◆ **Extracted information**:
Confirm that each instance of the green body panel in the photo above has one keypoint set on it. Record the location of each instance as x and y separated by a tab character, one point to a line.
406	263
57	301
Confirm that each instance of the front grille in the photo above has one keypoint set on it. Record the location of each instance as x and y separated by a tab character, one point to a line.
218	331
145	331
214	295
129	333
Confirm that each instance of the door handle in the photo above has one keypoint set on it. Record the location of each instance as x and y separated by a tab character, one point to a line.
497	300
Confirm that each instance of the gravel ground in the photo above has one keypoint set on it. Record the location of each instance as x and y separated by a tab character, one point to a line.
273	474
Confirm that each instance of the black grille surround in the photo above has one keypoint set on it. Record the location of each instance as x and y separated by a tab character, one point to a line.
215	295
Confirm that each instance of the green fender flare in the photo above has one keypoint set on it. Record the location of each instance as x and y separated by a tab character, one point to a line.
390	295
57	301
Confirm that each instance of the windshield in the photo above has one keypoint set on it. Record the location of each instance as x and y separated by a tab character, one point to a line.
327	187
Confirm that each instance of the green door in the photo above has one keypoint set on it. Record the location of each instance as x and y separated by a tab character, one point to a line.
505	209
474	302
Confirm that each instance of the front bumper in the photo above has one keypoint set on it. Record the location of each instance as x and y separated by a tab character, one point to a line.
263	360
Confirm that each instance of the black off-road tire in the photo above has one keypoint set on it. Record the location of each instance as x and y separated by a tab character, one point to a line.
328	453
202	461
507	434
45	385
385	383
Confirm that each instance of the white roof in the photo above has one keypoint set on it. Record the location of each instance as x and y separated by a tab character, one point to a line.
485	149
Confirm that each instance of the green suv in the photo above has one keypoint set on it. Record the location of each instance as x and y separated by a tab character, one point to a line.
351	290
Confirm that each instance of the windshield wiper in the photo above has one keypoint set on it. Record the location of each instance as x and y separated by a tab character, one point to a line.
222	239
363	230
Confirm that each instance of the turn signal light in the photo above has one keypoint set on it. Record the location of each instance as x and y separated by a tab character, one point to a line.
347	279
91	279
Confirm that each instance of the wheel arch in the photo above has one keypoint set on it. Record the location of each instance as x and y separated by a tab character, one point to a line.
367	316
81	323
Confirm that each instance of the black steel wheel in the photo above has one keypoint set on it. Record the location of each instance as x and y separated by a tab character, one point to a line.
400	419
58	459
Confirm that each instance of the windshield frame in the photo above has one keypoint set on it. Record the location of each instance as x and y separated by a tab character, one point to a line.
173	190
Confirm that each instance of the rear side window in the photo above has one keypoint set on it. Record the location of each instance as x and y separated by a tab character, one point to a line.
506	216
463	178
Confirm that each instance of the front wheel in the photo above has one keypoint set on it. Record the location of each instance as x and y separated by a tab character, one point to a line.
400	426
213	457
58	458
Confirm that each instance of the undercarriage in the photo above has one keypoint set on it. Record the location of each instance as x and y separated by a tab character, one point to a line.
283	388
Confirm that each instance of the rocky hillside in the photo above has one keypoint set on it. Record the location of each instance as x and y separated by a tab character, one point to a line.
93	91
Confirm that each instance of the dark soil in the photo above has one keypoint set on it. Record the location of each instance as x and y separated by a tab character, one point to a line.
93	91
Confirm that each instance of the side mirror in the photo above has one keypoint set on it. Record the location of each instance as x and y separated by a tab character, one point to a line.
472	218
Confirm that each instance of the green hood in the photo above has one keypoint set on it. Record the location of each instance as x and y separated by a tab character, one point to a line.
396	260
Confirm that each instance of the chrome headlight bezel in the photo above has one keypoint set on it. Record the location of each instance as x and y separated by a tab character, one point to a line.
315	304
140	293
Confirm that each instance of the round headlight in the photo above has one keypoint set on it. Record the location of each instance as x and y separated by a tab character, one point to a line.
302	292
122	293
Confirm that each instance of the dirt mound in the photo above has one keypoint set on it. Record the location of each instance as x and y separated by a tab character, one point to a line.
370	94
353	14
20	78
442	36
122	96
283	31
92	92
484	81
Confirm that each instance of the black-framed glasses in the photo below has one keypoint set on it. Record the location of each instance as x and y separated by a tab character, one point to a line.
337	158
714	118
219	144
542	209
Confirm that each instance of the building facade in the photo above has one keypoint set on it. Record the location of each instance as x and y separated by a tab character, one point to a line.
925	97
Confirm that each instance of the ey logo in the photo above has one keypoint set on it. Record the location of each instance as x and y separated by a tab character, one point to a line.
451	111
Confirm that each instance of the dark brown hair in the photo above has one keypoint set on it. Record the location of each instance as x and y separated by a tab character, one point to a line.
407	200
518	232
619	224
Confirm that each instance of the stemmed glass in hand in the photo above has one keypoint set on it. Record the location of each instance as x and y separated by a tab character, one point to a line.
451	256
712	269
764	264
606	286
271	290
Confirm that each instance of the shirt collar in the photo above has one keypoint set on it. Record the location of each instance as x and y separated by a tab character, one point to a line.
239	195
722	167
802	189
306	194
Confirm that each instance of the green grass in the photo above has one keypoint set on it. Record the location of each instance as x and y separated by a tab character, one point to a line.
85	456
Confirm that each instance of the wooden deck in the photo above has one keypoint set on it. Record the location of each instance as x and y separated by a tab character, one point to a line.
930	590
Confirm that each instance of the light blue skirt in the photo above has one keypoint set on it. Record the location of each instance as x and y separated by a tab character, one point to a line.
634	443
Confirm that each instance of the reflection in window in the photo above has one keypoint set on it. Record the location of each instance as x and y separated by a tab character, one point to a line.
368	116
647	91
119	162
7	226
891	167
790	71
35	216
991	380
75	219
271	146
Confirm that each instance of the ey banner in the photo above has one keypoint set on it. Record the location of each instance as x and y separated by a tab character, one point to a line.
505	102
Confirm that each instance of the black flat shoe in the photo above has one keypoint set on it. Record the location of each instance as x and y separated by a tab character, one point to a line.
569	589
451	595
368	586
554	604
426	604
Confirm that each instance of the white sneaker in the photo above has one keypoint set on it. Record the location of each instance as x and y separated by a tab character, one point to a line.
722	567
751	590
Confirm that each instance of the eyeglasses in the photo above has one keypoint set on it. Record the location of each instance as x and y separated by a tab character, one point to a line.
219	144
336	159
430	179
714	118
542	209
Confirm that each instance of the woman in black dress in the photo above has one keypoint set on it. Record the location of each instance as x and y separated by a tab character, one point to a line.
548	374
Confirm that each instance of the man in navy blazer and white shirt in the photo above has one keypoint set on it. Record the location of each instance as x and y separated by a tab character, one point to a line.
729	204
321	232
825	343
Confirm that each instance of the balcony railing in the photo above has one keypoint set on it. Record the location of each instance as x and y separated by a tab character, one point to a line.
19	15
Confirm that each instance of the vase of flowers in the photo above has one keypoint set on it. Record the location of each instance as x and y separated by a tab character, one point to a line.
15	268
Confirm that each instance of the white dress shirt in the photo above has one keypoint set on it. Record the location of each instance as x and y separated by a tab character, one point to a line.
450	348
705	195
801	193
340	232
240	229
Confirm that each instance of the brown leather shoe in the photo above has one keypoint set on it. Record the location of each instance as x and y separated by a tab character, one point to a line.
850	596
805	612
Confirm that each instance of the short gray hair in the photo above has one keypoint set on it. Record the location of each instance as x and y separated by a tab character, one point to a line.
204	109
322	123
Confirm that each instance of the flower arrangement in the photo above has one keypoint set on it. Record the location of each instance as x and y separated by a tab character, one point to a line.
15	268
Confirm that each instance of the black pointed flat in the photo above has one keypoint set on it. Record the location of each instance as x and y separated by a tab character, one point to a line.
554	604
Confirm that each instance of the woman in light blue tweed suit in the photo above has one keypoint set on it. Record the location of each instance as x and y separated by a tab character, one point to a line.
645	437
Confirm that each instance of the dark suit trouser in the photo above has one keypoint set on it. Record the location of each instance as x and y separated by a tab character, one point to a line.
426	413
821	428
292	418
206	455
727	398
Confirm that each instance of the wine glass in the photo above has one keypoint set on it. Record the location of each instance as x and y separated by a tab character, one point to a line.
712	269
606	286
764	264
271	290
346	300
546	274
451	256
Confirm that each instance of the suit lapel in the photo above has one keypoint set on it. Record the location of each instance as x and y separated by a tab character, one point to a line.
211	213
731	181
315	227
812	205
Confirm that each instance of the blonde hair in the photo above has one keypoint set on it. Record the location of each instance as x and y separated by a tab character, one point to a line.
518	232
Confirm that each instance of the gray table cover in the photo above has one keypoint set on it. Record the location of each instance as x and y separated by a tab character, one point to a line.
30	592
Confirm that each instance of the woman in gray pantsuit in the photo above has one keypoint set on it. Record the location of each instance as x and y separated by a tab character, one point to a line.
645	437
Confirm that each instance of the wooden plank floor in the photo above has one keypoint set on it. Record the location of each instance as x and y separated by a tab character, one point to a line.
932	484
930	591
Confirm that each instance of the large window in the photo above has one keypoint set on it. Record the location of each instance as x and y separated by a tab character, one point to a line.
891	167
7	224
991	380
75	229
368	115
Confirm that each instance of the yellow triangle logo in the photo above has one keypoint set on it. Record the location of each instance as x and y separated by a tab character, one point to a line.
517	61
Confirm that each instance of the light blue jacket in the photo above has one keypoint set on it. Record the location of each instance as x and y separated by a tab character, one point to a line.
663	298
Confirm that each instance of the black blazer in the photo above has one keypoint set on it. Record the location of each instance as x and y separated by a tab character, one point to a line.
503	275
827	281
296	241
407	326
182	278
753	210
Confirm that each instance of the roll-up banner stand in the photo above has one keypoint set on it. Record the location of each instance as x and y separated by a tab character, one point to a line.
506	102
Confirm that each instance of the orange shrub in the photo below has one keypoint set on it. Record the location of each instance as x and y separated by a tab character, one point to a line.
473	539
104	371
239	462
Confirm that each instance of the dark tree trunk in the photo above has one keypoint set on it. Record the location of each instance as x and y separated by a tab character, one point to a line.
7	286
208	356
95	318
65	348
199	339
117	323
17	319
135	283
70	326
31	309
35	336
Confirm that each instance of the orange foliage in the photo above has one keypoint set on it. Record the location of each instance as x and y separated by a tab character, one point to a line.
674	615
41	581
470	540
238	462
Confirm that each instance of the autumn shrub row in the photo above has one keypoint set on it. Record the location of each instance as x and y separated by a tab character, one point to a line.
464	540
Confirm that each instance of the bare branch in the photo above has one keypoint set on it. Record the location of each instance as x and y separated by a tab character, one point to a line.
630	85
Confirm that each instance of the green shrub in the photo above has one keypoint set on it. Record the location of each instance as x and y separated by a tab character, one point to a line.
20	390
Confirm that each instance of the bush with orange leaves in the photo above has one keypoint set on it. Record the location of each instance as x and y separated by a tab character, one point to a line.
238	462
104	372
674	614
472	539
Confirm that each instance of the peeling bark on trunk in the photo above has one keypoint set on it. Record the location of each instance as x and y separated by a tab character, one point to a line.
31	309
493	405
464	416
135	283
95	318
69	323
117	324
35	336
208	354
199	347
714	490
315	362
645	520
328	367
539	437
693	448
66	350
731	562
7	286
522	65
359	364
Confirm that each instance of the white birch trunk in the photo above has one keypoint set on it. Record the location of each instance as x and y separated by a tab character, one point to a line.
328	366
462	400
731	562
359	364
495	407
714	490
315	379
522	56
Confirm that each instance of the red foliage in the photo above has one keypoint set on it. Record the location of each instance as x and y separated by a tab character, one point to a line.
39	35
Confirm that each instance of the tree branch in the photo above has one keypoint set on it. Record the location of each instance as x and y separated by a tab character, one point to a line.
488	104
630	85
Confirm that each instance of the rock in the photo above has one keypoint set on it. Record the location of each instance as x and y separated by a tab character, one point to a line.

◆ **Your task**:
Repeat word for word every line from the one that holds "Confirm that each instance of the red" to the end. Both ends count.

◆ **Result for this task**:
Confirm that each instance of the red foliage in the photo above has one keypoint set on it. Record the location of each instance as x and y separated by a tab character, one point to a line.
39	35
Confirm that each instance of the tree branch in the photo above has one keypoint set on it. Record the location of each instance as x and y separated by a tab character, one point to a line.
488	104
630	85
Confirm that each instance of the rock in the photo above has one keypoint set on it. Record the location of each instance as x and y separated by a tab character, one point to a line.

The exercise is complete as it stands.